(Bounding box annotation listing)

- - - - -

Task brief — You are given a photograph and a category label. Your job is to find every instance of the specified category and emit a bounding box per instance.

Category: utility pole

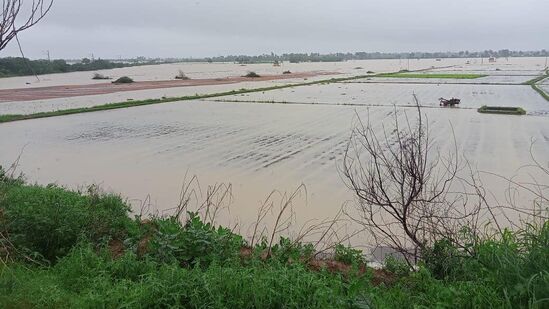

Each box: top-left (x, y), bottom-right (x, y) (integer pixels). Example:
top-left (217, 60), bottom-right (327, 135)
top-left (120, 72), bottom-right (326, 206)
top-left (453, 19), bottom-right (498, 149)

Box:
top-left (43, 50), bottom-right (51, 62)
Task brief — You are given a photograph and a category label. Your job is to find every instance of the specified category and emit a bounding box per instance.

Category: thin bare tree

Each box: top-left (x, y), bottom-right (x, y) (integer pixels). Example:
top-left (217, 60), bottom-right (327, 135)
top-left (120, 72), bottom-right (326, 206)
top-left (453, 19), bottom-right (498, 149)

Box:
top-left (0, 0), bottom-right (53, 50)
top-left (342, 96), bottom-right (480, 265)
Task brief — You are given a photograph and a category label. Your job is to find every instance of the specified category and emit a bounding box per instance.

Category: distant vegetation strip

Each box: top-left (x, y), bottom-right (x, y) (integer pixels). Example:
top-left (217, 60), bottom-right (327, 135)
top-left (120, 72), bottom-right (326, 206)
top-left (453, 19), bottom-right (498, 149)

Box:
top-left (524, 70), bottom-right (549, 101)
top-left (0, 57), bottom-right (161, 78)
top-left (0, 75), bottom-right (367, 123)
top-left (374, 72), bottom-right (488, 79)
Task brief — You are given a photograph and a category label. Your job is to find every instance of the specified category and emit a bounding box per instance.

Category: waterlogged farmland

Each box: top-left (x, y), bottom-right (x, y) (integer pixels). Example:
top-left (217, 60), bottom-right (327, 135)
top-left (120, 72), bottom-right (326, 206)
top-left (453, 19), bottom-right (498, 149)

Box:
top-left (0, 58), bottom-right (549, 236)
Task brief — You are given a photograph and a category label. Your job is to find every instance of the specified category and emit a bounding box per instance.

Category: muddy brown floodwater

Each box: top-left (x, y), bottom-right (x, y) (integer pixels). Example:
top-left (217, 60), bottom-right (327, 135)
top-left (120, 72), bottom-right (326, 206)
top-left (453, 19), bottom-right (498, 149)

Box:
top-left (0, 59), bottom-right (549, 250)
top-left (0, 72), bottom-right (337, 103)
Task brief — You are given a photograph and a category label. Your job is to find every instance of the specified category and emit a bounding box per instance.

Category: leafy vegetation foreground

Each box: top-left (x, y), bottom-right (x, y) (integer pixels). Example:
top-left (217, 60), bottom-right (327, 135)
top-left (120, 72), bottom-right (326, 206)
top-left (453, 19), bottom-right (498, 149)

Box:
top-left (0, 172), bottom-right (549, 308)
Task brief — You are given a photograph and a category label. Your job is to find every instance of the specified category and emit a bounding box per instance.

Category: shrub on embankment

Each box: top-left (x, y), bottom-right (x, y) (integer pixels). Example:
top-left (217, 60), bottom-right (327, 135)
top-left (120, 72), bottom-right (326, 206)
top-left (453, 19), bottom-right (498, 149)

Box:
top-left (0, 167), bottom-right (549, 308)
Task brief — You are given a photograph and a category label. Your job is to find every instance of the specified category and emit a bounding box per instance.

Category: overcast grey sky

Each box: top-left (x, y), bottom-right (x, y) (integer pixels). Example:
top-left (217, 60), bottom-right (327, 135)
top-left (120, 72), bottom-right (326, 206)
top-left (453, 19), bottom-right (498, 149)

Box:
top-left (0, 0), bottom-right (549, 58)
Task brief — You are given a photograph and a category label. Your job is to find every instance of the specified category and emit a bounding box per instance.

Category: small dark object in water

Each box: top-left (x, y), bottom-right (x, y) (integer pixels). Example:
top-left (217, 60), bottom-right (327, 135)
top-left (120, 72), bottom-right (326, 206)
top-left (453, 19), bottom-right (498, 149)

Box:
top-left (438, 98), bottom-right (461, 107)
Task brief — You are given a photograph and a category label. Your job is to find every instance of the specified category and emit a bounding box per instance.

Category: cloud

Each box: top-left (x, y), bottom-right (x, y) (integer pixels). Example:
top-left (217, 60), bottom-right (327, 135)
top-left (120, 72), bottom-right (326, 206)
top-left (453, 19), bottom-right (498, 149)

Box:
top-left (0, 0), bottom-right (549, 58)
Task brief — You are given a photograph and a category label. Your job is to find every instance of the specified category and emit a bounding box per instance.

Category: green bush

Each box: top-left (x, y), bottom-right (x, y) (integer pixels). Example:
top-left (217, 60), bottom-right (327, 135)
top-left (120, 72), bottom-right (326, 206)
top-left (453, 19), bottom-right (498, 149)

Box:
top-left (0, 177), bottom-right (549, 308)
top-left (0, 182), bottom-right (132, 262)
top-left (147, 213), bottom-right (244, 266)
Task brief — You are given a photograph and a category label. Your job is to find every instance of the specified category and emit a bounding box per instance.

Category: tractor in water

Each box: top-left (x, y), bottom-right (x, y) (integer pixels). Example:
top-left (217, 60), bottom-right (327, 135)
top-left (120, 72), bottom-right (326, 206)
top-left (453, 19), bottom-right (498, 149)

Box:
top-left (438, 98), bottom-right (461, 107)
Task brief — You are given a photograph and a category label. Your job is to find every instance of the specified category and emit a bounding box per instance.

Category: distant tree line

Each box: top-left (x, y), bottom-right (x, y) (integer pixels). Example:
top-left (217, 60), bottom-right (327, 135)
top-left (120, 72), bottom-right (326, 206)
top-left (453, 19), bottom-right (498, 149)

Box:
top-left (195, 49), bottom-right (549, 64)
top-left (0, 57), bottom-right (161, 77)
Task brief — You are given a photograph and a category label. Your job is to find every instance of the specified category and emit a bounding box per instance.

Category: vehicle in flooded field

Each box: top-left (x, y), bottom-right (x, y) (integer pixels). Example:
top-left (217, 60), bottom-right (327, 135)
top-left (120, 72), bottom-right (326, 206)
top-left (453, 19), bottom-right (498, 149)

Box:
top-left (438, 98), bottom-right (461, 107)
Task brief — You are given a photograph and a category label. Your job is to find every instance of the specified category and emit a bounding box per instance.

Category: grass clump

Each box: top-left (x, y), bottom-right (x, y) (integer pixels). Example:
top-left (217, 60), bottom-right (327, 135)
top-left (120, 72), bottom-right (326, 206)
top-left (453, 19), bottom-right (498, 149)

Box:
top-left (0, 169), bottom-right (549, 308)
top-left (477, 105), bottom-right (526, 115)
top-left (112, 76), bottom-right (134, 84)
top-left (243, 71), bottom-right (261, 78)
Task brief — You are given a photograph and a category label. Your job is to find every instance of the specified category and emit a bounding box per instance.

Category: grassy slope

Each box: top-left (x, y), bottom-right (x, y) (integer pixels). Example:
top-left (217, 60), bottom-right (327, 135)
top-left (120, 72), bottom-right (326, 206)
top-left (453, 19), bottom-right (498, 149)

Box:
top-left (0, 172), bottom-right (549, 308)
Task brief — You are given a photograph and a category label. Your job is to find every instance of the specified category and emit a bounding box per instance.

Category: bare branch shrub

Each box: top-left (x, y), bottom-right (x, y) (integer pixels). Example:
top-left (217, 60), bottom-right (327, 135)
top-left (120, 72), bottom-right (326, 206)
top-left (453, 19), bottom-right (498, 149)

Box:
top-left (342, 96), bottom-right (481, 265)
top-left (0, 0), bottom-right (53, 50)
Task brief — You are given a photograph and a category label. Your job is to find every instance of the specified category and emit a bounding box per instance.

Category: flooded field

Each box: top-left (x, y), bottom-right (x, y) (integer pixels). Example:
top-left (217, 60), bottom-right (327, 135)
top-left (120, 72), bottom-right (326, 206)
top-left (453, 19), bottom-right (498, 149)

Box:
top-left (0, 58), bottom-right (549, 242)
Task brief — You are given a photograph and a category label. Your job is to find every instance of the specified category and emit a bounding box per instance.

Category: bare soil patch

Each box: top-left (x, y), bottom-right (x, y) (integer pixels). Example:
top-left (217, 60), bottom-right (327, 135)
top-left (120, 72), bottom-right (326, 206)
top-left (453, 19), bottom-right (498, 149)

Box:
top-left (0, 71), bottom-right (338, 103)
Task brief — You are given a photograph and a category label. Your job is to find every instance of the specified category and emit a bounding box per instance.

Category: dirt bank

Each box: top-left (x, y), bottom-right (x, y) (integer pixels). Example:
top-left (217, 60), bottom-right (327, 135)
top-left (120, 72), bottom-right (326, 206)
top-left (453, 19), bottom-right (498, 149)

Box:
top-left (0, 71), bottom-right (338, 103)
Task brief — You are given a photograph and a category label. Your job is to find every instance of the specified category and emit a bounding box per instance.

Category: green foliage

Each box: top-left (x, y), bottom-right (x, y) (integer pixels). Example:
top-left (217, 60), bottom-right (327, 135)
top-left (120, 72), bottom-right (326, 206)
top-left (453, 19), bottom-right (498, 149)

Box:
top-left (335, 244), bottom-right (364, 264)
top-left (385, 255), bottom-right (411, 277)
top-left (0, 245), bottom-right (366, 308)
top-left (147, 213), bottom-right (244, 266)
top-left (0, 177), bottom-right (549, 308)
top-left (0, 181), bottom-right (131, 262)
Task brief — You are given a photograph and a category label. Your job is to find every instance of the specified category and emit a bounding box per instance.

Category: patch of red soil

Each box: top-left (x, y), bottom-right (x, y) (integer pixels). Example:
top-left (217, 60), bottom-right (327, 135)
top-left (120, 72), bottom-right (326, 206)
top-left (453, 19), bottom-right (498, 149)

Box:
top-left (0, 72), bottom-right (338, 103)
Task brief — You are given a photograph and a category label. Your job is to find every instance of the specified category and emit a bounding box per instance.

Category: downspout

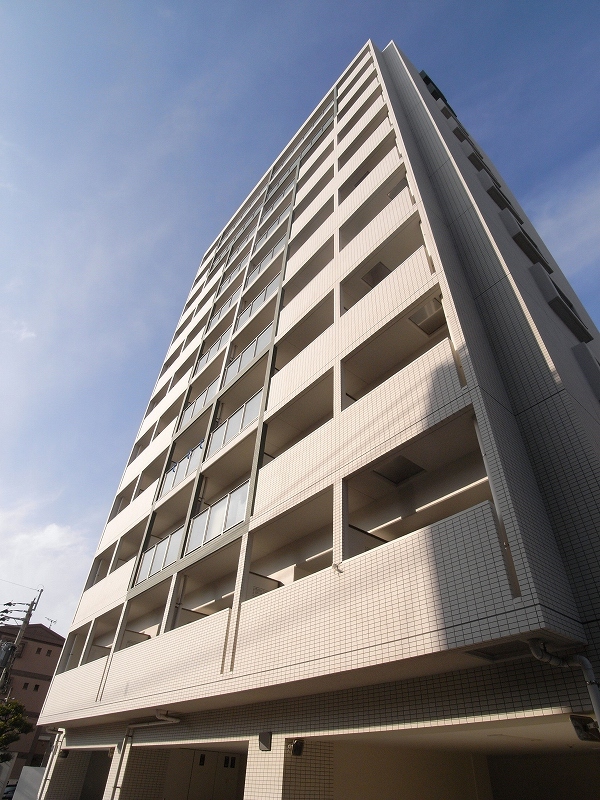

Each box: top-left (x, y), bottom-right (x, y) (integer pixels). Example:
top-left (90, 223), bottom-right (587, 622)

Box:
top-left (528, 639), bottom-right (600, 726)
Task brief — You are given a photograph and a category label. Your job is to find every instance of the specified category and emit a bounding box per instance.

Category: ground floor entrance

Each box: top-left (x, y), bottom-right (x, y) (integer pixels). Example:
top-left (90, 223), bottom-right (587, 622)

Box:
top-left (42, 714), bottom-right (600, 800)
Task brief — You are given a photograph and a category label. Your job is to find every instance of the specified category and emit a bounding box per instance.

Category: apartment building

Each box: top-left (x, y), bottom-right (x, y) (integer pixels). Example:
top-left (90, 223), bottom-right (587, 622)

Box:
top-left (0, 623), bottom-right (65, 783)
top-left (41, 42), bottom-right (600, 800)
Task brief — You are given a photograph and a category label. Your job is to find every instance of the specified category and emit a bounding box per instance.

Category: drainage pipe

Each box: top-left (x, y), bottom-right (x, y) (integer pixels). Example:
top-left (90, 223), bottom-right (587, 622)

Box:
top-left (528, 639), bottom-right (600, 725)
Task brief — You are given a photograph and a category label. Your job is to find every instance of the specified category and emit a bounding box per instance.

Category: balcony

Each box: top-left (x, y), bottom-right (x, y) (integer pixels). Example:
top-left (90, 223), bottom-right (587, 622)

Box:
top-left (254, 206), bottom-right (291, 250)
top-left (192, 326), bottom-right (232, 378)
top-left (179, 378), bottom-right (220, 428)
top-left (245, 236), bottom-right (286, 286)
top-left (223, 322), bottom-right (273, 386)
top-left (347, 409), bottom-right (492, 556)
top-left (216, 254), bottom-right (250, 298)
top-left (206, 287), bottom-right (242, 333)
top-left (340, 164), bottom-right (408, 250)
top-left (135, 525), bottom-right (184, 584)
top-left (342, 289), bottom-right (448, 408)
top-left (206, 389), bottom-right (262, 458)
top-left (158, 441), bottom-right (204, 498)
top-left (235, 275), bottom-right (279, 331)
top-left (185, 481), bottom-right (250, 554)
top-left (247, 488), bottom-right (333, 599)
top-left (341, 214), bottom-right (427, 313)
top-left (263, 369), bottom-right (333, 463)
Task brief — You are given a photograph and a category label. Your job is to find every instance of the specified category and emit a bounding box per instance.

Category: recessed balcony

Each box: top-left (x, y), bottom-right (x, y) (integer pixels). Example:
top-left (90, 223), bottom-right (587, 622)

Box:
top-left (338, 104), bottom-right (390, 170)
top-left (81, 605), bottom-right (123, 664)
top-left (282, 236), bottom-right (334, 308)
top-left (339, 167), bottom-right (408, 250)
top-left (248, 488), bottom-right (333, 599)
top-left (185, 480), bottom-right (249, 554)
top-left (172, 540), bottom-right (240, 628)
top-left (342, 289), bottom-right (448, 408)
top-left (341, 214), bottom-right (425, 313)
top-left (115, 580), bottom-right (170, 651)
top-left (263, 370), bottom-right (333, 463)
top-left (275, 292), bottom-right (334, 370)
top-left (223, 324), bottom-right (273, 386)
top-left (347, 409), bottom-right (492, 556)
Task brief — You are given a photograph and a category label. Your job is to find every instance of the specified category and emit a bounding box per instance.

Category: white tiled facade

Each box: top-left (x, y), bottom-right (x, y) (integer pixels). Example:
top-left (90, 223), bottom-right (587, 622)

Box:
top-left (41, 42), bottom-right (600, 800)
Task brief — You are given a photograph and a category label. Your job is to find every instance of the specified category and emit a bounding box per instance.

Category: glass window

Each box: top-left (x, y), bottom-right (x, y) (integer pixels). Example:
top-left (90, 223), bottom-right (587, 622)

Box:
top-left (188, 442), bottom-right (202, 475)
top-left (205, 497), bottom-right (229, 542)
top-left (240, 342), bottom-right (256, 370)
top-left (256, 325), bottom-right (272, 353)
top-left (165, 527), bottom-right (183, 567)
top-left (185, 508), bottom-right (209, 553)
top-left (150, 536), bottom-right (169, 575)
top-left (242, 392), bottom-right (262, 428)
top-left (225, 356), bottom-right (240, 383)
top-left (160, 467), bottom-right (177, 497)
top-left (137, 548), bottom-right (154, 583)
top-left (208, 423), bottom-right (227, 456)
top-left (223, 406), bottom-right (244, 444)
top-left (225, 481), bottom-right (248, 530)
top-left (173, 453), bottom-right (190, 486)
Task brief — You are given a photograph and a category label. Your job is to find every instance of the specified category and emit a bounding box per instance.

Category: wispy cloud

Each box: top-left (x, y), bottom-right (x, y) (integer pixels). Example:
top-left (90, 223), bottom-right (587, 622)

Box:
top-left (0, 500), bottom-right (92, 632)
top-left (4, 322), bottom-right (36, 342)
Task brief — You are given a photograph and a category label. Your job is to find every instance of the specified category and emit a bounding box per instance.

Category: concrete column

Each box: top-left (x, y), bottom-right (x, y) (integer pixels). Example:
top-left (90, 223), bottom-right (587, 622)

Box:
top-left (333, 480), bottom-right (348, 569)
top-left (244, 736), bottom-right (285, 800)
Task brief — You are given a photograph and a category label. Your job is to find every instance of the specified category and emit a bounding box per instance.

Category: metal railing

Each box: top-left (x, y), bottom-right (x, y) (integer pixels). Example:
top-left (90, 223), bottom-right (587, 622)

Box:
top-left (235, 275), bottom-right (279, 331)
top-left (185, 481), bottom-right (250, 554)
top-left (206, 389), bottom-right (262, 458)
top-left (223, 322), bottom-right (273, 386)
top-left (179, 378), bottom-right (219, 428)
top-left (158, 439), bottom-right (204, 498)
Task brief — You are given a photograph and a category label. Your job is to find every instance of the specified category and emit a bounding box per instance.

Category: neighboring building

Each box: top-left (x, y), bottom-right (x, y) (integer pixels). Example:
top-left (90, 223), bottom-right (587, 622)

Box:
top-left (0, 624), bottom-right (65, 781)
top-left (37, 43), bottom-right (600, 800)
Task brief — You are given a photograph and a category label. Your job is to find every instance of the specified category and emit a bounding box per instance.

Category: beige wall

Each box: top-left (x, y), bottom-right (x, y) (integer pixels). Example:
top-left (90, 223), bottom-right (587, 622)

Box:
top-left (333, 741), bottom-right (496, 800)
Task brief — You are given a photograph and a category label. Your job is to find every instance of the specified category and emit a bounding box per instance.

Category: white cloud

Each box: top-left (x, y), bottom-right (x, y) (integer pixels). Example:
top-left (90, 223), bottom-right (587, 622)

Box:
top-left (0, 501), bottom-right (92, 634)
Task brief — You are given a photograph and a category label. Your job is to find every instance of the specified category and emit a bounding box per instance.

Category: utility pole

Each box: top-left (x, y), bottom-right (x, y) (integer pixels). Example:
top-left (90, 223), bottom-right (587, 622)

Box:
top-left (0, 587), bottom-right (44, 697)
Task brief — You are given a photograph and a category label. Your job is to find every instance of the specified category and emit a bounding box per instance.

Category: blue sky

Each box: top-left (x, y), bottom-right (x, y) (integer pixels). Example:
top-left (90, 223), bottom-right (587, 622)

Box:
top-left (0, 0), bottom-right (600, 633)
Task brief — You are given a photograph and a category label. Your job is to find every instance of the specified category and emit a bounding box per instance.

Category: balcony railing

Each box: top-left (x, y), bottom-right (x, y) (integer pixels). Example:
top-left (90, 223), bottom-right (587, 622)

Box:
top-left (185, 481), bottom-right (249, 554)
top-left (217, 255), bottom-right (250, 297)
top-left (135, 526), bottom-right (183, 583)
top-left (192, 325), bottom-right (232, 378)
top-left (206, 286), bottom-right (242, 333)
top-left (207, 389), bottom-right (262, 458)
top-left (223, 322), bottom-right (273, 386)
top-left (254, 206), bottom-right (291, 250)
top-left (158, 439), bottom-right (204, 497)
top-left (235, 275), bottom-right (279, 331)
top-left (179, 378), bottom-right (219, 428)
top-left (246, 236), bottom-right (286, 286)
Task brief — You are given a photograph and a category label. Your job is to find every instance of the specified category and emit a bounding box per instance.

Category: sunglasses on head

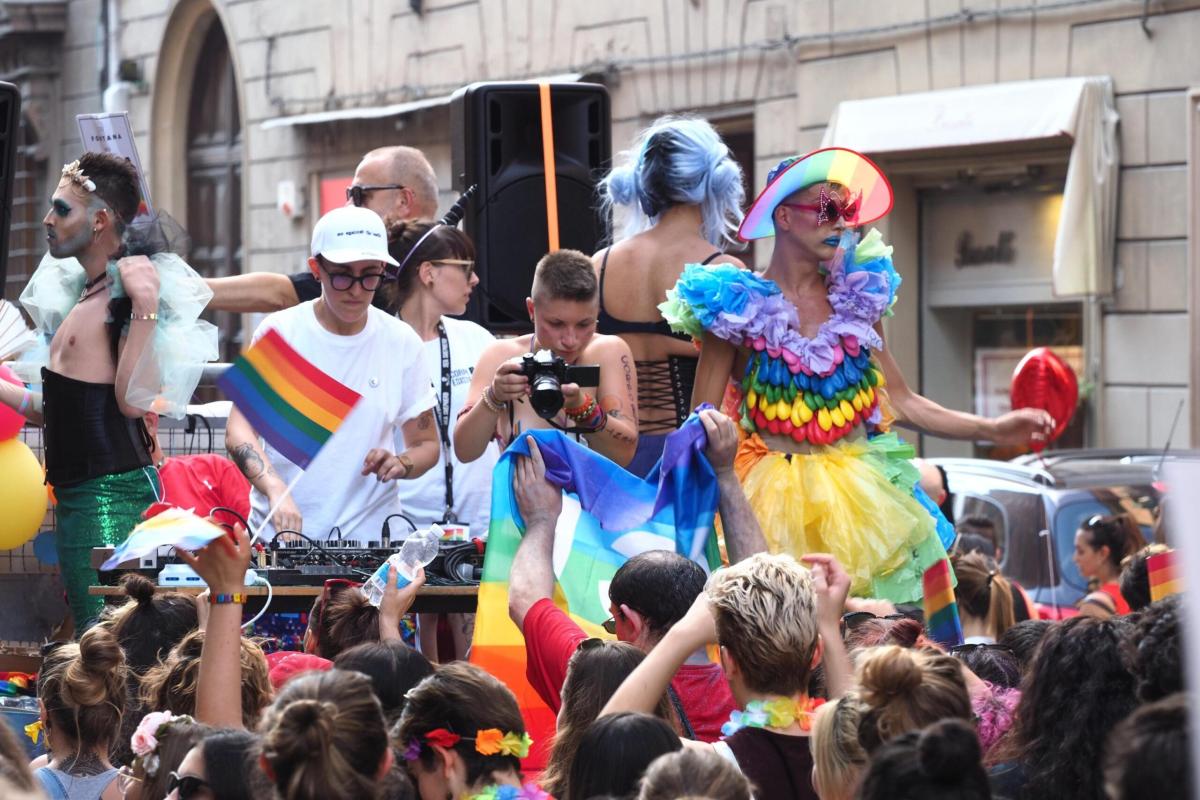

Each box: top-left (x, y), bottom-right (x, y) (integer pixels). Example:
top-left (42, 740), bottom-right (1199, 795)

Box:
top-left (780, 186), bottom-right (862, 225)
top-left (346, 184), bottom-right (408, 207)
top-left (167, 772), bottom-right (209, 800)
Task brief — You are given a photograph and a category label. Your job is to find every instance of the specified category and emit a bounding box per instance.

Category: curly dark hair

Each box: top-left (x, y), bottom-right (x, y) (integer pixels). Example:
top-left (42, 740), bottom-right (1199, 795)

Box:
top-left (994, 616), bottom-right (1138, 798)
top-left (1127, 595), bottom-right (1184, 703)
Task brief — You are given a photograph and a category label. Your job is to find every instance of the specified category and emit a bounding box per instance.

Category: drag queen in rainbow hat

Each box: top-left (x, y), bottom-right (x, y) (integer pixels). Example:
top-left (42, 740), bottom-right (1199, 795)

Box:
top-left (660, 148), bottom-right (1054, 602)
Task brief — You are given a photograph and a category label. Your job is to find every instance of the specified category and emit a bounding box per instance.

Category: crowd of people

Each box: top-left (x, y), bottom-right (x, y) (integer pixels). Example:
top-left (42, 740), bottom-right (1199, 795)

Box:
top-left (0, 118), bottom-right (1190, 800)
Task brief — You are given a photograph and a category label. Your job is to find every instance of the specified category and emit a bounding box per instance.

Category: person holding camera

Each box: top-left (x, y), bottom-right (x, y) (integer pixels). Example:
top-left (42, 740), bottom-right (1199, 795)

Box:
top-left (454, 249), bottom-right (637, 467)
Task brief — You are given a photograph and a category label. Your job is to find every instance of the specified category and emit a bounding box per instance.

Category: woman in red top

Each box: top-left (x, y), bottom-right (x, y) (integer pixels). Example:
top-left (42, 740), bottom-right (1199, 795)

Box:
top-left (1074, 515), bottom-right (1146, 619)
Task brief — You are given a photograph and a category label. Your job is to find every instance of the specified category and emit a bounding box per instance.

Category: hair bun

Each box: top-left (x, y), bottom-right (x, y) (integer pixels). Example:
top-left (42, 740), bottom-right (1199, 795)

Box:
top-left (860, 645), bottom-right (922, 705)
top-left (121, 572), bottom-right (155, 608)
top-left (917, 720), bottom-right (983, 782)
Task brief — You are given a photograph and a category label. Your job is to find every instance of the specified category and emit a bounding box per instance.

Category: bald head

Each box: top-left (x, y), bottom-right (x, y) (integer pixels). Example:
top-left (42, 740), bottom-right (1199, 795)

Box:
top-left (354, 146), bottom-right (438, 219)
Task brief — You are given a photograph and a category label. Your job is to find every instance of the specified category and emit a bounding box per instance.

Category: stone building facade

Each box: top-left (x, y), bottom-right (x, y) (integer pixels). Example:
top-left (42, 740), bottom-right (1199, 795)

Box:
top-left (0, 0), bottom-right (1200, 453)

- - - - -

* **WHAT IS EXPECTED**
Locate every line in the listing above that contains the word "vegetation", matching case exactly, and copy each of those lines.

* **RESPONSE**
Category: distant vegetation strip
Category: leafy vegetation foreground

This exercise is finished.